#### What this task involves:
Rework the passage about Ibirapuera Park, starting with "Recognized as one" and going on through "businesses, and individuals.", so that "educational programs" stands in place of "interpretive programs".

#### Text to read:
Founded in 2014, the Parque Ibirapuera Conservação is a nonprofit organization that identifies, preserves and enhances the natural, historical and cultural assets of Ibirapuera Park—the most visited park in the South America—and engages local communities to care for others urban parks.

Recognized as one of the largest urban park community organization in Brazil, the Parque Ibirapuera Conservação has provided nearly $1.5 million in aid to support Ibirapuera Park including the Reading Grove restoration, irrigation systems, research and conservation actions, volunteer engagement, and interpretive programs. The organisation work is made possible through the support of its members and donors, contributions from foundations, businesses, and individuals.

#### Records from a point labeling set:
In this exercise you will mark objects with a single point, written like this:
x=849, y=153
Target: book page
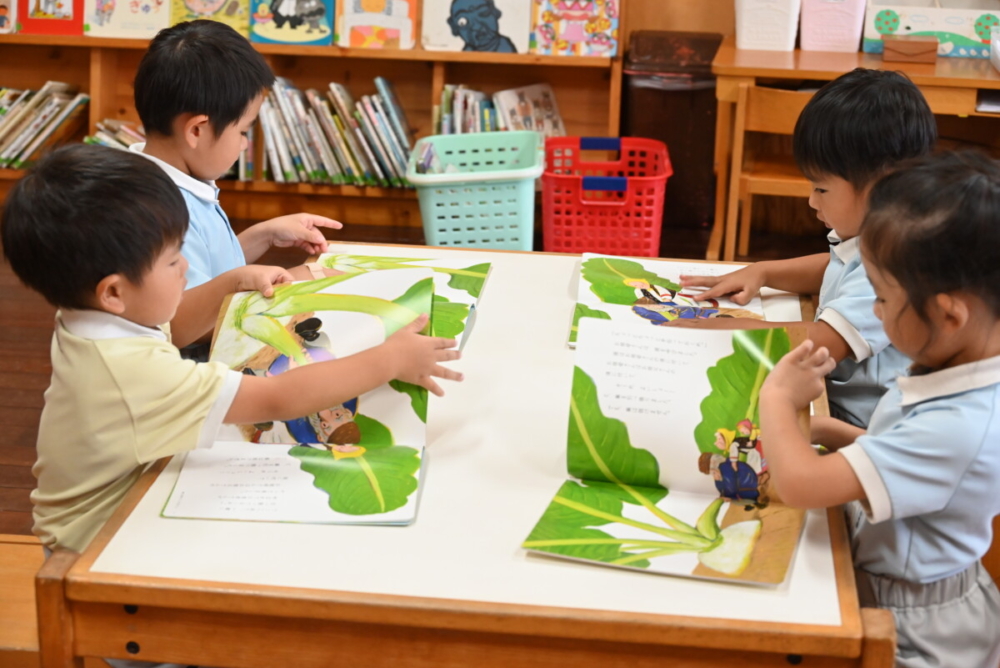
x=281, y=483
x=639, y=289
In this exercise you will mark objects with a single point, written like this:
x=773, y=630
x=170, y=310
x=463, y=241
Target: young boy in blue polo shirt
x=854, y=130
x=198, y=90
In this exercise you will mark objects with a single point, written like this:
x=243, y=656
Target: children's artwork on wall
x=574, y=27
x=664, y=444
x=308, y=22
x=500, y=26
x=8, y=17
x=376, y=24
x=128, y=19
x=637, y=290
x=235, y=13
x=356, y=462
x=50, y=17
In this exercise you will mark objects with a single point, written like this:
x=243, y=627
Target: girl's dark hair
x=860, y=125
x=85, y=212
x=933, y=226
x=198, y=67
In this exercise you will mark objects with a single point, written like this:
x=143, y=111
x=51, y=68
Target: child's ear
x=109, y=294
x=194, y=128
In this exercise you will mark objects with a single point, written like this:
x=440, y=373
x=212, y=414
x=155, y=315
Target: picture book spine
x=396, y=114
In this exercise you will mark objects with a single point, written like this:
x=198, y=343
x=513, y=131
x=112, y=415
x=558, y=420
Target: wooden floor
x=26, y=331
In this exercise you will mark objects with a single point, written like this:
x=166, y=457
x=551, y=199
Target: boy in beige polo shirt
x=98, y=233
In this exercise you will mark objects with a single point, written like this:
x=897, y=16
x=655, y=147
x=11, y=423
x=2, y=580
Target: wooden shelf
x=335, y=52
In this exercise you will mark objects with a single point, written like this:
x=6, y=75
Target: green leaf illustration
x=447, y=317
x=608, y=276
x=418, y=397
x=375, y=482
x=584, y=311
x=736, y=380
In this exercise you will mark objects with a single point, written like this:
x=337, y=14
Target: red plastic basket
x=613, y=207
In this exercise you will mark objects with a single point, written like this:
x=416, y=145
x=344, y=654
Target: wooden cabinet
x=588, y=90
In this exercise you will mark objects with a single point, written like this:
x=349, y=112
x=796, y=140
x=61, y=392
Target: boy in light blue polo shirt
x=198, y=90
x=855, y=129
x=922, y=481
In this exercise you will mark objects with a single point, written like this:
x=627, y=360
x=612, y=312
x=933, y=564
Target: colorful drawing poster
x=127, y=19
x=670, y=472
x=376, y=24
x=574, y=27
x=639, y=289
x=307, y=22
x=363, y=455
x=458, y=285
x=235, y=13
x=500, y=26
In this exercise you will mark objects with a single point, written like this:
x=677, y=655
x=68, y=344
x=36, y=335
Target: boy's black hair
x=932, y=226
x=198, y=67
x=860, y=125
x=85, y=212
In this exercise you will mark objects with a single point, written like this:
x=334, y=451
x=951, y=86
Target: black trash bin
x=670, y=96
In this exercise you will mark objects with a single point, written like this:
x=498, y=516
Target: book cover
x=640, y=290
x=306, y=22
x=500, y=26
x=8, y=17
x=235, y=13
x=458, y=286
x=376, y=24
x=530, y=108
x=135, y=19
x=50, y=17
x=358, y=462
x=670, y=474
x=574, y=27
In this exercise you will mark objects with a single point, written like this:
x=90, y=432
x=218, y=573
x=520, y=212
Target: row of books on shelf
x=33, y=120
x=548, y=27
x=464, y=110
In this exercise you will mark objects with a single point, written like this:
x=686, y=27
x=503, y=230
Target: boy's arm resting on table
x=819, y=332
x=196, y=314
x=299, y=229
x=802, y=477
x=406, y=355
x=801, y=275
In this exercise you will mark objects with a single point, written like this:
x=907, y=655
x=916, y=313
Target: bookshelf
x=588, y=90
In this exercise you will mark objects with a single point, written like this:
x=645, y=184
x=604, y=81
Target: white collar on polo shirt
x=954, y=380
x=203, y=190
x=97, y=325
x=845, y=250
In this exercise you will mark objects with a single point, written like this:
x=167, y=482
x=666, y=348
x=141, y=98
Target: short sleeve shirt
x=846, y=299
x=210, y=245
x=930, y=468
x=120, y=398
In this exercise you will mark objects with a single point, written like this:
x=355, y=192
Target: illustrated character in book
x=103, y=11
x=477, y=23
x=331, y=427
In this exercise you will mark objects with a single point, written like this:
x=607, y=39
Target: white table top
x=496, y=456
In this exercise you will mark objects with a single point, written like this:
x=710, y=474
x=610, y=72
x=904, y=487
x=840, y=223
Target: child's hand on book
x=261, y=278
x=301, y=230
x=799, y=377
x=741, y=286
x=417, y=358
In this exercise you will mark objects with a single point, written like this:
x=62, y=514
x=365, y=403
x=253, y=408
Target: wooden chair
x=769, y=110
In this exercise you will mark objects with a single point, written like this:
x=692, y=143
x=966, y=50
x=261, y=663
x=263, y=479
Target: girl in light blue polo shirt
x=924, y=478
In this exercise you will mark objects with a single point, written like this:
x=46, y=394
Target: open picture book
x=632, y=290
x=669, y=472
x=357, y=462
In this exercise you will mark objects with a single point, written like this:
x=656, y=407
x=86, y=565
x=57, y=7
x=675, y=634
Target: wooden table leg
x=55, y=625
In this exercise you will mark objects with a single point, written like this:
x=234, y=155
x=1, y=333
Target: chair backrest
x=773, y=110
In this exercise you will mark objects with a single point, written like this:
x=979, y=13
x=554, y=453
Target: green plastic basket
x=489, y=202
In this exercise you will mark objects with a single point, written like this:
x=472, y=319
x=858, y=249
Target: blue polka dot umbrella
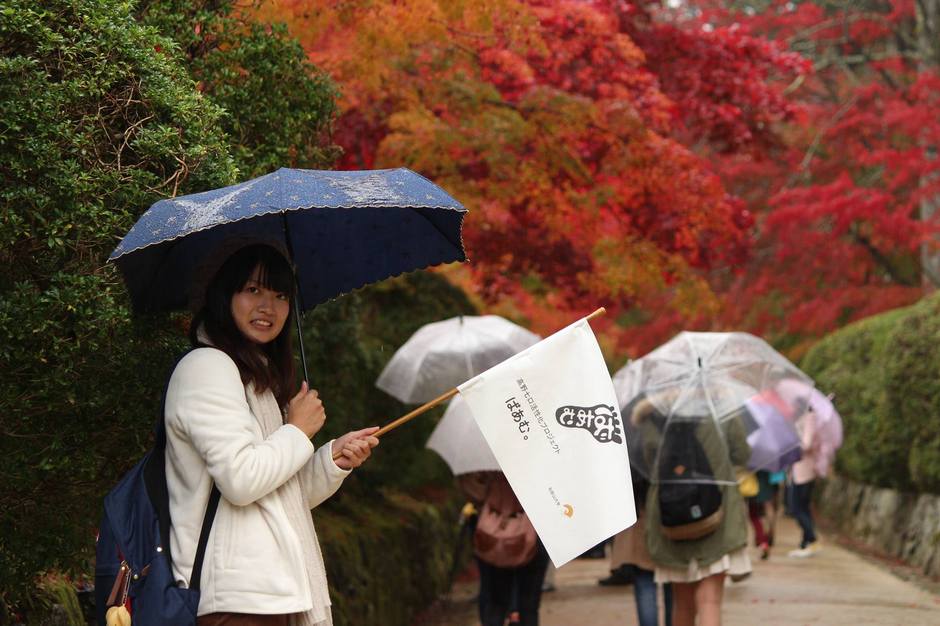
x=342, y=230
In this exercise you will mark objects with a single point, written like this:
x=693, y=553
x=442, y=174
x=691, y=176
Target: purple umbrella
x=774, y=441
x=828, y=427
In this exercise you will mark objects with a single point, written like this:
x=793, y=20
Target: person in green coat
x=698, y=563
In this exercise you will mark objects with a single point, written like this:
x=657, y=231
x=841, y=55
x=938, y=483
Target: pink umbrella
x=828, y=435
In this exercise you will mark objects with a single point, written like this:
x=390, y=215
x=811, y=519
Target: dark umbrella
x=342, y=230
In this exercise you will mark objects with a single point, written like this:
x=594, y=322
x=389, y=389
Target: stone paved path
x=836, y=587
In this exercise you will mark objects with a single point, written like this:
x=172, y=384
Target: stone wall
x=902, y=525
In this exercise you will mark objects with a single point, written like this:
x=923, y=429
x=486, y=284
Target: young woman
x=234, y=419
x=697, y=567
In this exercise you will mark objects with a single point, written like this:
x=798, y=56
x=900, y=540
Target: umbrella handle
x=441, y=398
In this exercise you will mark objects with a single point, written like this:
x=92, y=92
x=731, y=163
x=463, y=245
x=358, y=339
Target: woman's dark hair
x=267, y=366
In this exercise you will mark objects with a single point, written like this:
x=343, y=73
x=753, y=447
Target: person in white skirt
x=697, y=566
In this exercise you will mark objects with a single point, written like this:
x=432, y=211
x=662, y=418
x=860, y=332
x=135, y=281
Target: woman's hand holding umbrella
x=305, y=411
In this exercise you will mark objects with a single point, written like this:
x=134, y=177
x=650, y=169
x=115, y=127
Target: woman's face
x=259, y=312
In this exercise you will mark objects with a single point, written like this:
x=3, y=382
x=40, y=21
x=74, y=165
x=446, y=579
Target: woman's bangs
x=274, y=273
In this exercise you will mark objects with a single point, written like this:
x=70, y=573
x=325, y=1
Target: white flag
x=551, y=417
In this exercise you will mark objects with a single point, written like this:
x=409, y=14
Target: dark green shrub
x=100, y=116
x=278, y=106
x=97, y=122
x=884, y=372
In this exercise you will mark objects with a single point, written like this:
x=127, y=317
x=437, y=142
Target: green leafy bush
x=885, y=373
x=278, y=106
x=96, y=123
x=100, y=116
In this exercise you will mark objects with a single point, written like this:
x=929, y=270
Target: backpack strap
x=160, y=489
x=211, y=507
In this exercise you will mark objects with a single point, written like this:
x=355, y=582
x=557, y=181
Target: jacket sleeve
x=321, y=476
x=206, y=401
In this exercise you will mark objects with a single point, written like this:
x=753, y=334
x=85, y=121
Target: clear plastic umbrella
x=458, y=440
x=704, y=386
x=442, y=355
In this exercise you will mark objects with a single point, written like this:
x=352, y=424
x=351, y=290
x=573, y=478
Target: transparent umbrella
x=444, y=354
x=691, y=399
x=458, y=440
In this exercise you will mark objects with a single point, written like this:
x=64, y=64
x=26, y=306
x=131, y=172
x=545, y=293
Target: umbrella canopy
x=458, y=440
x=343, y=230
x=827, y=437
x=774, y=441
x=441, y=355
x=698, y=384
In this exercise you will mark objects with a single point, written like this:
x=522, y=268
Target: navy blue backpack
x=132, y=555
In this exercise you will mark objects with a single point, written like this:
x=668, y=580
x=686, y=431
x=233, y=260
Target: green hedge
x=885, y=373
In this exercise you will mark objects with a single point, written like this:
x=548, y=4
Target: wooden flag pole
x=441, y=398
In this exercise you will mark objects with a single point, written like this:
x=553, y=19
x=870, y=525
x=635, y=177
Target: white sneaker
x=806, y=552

#### Exercise solution:
Recognized as one of the largest urban park community organization in Brazil, the Parque Ibirapuera Conservação has provided nearly $1.5 million in aid to support Ibirapuera Park including the Reading Grove restoration, irrigation systems, research and conservation actions, volunteer engagement, and educational programs. The organisation work is made possible through the support of its members and donors, contributions from foundations, businesses, and individuals.